> [WHAT TO DO] Continue the review of the movie How To Be from where it stops.

How To Be

As you may have put together on your own, we here at The Dustbowl generally stay away from doing all out negative reviews of things, keeping the site on the more positive side. But after seeing How To Be, starring Robert Pattinson, I couldn’t resist posting a review/warning for anyone even considering watching this movie.

Cutting to the chase- don’t even bother.

Aside from being virtually plot-less, How To Be lacks flavor, clarity and good acting. The only reason you might want to watch this movie would be if your looking for a good laugh with a friend or two. I watched it with a friend of mine yesterday, and yes, we did find ourselves laughing hysterically at times (mostly due to R-Pat‘s disheveled mane and the crypt keeper of a self-help doctor), but when the movie still wasn’t over after 45 minutes, we couldn’t stand it anymore and opted for something/anything else.

> [DATA]

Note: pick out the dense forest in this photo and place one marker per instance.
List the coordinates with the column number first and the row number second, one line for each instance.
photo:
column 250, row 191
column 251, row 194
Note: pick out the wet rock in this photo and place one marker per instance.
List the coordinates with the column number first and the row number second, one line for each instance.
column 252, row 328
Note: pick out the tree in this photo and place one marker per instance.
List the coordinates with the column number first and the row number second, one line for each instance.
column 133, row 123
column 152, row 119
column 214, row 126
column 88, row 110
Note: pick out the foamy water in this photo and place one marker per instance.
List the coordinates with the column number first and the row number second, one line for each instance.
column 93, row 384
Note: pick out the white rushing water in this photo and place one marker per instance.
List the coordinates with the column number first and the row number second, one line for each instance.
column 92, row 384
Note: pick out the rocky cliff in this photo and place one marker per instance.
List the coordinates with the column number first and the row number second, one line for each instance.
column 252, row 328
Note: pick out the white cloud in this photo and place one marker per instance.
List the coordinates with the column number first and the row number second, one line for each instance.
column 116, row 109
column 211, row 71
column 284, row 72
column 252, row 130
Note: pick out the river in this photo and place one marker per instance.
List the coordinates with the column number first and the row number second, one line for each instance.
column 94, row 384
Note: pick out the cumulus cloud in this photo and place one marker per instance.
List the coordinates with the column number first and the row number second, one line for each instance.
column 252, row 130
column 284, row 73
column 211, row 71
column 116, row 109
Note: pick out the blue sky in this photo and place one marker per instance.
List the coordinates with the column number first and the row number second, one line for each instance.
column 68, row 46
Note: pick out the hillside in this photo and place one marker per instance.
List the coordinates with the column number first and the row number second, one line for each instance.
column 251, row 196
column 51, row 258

> [OUTPUT BELOW]
The “plot” is as follows (as far as I could tell): Arthur (Robert Pattinson) is a troubled teen who longs for a better relationship with his workaholic parents. Naturally, to solve his problems he heads to the self help section of the local book store and picks up a copy of Dr. Levi Ellington’s latest book . Taking things even further, Arthur spends his life savings of $5,000 pounds to fly the Canadian author/therapist to England so he can stay in Arthur’s home and complete an intensive therapy session. This is about where things started getting really strange and I began to lose any smidge of interest that I initially had.

Did I mention that Arthur is also a tragic musician? Of course he is.

Just in case you wanted a little higher dosage of scraggly haired British teenagers, Art’s friends Nikki and Ronnie are thrown into the mix.

Don’t worry guys, there’s a soundtrack featuring some killer tracks by Rob himself.

Do yourself a favor and don’t make the mistake of putting this on your Netflix instant queue like I did…thanks.